> _AIM_
Decide whether each statement agrees with the text on daily praise, and answer yes or no with the deciding words of the text quoted: (a) The Motivational Manager advises managers to make recognizing employees part of their daily routine. (b) Token feedback systems avoid the problem of being overly controlling. (c) In many surveys, employees rank open communications as their top priority.

> _DOCUMENT_
That's the current wisdom as so-called motivational management sweeps across the business landscape. From Inc. magazine comes the advice that supervisors should write a weekly "to do" list with each employee's name on it, to be crossed off when you find a way to praise them. A newsletter called The Motivational Manager prescribes even more frequent praise, recommending that every manager "make recognizing employees part of your daily routine." [The Motivational Manager, undated issue received May 1998 from Ragan Communications, Chicago IL. Quote from page 1.]

And many managers are getting the message these days--but feeling guilty they don't have the time or inclination to be a full-time cheerleader for their people. Should managers feel like they've failed their people and their organization when they don't provide continuous praisings? Is it essential to provide frequent, positive feedback for employees? No! Actually, these prescriptions are seriously flawed. They don't produce better performances. In the long run, they hurt attitudes and performance.

Seven Reasons Why Daily Praise Won't Work
What's wrong with the currently-popular prescription for constant praisings? Everything, or at least the following seven things:

First, it is controlling
If managers insert themselves into employees' daily work to tell them when they are doing well, employees will become more dependent upon managers' telling they are doing well. They will become "hooked" on this external source of feedback. They will work for the managers. Too rich a diet of praise can be overly controlling. Employees tend to learn to look to their managers for approval, instead of developing independent judgment about what is and is not good work. The same problem arises when you use "token" feedback systems, in which employees earn tokens, points, or credits when their managers think they are performing well. Better to emphasize informing and educating employees, with the goal of making them more independent instead of more dependent.

Second, it is "telling"
Managers who tell employees they are doing well are praising, which is a good idea. But they are also telling, which is a bad idea because it keeps them from listening. Managers who are less directive and more open to employee comments and concerns are typically more effective. And they are greatly preferred by employees, who rank open communications as their number one priority in many surveys. So instead of devoting all-too-limited "face time" to telling employees how they are doing, managers might do better to ask them how they are doing.

> _PROVIDED DATA_

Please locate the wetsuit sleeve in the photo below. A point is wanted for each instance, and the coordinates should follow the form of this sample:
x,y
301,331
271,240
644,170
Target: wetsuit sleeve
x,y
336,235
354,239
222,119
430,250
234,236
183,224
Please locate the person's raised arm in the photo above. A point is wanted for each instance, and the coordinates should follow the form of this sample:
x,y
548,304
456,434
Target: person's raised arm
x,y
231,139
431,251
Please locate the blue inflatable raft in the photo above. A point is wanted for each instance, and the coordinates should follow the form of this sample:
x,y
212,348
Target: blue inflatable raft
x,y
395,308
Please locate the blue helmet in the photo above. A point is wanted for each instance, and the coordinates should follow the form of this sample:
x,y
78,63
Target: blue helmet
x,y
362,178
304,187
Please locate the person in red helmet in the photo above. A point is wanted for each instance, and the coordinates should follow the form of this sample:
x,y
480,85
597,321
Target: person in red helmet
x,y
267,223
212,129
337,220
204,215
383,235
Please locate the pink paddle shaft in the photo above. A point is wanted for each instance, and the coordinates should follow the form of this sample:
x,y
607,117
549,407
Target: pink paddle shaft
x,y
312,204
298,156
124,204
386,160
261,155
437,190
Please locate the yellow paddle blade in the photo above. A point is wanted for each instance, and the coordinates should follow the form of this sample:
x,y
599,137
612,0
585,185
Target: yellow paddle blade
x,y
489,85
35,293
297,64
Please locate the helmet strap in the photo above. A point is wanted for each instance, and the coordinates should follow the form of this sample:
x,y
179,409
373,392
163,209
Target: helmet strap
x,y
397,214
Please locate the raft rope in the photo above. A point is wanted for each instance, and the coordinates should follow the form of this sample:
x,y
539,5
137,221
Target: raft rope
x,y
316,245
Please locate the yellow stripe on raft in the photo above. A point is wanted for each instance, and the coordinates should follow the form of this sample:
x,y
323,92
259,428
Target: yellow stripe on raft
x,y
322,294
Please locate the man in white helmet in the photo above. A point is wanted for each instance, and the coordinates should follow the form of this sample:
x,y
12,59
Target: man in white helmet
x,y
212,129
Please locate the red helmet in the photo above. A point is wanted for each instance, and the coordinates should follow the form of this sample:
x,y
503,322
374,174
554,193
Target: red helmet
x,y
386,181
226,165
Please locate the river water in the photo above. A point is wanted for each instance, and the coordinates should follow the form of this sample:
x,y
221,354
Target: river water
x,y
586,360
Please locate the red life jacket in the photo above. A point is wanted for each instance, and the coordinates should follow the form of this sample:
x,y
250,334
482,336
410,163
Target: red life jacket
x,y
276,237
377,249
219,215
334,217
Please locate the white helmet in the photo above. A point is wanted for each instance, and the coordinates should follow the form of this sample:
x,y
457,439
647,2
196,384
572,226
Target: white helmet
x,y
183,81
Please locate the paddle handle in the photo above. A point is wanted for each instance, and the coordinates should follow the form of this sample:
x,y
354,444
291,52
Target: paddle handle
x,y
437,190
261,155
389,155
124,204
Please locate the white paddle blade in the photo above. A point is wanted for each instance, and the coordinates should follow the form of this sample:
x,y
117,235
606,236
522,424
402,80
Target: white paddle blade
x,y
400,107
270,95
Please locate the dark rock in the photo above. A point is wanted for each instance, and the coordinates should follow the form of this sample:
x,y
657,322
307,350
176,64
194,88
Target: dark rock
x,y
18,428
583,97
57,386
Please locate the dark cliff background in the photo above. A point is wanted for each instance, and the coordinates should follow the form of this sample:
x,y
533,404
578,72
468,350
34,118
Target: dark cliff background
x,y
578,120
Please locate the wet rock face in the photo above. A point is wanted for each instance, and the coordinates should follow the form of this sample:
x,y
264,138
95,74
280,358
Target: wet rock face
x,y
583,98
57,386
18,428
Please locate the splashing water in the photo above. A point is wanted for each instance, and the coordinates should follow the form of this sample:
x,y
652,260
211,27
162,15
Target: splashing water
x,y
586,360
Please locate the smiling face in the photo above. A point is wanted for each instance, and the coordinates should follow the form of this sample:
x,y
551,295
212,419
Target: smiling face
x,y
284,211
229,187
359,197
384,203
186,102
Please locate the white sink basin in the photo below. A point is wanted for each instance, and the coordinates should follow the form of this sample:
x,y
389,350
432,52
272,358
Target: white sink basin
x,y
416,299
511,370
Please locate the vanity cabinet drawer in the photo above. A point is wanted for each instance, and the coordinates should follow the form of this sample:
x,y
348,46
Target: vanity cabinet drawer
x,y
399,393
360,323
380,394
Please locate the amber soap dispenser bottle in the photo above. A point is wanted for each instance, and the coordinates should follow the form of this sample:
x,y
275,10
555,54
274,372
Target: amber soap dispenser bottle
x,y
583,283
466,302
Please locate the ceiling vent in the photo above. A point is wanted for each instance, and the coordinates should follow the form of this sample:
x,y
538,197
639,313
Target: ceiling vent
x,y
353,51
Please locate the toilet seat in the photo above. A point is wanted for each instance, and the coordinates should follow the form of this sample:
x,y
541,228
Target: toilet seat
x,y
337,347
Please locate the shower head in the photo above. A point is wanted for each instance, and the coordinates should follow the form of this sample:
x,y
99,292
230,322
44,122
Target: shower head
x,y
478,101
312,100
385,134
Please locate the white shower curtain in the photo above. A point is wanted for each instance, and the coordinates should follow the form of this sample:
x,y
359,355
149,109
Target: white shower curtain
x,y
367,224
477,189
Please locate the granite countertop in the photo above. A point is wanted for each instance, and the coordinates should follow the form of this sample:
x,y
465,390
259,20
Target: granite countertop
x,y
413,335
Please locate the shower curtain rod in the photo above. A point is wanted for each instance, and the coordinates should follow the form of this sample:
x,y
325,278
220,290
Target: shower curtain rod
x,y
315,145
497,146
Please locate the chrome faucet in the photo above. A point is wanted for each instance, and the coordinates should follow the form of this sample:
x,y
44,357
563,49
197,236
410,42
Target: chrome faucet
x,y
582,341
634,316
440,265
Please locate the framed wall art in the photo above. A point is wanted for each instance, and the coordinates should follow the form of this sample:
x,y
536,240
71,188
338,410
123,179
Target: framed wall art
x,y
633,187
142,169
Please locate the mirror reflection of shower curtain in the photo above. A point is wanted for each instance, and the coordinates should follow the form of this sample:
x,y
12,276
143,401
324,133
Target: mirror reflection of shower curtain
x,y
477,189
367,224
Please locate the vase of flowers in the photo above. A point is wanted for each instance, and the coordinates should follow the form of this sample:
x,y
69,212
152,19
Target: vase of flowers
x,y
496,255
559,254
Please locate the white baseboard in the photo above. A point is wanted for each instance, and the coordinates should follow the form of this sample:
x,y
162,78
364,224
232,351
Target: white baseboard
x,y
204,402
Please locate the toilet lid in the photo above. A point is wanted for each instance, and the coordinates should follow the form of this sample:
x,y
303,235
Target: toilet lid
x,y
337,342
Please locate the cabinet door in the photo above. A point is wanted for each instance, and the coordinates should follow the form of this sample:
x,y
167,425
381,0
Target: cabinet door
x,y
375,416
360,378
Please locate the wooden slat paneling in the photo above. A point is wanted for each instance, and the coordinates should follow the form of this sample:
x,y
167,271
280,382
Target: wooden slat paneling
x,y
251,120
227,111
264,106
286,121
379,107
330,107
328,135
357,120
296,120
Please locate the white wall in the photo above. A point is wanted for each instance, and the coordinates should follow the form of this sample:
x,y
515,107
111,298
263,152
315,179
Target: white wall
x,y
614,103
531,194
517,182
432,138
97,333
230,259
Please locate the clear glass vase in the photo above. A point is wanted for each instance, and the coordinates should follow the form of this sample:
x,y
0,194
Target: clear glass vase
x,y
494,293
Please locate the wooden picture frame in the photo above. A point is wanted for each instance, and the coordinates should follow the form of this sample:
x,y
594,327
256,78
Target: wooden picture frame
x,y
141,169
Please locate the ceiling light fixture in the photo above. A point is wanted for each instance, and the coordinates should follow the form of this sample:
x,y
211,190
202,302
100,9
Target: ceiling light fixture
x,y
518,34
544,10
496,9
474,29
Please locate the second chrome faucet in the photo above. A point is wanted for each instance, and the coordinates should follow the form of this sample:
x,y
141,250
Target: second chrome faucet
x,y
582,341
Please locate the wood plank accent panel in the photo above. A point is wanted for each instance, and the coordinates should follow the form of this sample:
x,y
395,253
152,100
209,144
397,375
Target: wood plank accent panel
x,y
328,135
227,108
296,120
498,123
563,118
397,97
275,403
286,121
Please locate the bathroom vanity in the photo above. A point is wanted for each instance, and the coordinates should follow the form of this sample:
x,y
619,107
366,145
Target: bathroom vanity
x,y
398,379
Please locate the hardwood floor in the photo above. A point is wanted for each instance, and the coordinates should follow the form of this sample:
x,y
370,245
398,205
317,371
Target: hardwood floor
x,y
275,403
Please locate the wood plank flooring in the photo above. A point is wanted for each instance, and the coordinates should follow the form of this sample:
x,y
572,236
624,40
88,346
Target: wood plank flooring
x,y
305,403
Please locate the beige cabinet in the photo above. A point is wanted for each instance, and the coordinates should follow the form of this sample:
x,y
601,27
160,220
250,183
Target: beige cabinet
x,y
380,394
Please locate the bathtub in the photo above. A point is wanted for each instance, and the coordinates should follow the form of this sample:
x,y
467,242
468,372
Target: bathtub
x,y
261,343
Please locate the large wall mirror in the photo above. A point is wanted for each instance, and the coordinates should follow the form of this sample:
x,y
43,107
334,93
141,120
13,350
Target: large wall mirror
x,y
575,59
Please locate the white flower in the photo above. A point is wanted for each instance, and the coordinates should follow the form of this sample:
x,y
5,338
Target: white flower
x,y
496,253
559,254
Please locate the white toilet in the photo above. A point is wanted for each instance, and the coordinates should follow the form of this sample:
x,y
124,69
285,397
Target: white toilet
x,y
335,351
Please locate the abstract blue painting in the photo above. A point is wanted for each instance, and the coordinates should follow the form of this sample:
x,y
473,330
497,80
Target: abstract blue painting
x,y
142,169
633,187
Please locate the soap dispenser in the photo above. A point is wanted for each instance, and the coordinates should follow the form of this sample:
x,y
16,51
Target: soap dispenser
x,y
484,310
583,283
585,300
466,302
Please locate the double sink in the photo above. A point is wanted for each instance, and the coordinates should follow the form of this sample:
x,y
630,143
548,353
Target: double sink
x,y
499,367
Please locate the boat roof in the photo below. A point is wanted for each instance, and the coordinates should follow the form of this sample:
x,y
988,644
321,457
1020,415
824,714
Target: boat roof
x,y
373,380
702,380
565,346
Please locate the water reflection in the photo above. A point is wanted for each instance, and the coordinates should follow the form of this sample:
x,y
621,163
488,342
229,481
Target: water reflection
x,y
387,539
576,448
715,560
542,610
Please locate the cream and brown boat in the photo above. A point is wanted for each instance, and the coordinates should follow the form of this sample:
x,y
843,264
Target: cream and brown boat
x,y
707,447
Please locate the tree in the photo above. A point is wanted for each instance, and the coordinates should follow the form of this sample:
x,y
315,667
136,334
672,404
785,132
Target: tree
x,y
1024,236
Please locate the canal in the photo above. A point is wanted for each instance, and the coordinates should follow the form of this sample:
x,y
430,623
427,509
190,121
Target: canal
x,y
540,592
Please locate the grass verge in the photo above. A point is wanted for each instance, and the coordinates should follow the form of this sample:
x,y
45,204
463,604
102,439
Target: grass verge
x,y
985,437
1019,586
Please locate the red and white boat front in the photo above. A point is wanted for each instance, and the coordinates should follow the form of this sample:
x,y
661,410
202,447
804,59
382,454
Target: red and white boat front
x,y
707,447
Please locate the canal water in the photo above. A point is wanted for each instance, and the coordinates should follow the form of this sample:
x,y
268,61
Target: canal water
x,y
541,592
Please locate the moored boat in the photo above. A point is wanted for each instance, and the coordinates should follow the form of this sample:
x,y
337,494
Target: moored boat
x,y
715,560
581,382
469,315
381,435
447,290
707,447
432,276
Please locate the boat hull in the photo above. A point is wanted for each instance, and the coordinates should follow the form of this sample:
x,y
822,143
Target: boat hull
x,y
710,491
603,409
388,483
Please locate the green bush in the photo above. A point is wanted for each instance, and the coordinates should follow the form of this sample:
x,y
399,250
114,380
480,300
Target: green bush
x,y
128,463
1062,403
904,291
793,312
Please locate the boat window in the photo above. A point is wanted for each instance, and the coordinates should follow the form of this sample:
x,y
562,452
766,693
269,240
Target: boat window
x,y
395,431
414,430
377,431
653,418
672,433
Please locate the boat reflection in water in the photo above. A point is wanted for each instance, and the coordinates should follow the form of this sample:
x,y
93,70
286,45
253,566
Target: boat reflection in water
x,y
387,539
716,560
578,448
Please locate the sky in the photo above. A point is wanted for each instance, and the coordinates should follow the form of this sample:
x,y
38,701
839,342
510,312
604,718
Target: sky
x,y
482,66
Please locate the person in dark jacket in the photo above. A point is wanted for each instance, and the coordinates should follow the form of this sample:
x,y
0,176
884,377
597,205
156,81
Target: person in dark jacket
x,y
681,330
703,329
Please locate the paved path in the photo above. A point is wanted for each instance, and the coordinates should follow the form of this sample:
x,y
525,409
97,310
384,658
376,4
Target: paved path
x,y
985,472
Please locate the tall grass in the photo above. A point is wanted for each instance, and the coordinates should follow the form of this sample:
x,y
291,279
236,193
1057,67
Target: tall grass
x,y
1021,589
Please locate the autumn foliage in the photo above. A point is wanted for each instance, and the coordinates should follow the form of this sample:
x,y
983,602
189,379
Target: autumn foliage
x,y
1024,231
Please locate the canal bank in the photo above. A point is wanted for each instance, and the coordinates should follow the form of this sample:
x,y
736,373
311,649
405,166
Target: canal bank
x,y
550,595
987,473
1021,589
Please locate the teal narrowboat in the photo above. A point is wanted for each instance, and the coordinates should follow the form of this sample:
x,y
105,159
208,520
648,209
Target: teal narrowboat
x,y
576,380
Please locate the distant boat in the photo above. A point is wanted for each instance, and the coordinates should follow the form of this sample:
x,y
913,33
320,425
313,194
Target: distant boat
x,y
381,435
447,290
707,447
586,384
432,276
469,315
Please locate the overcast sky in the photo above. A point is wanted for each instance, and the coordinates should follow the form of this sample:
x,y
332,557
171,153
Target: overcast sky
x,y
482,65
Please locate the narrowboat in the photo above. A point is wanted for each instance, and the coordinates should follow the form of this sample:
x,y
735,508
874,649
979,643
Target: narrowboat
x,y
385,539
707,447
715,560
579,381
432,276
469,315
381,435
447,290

> _SOLUTION FOR THIS PROBLEM_
(a) Yes: "make recognizing employees part of your daily routine."
(b) No: "The same problem arises when you use "token" feedback systems"
(c) Yes: "who rank open communications as their number one priority in many surveys."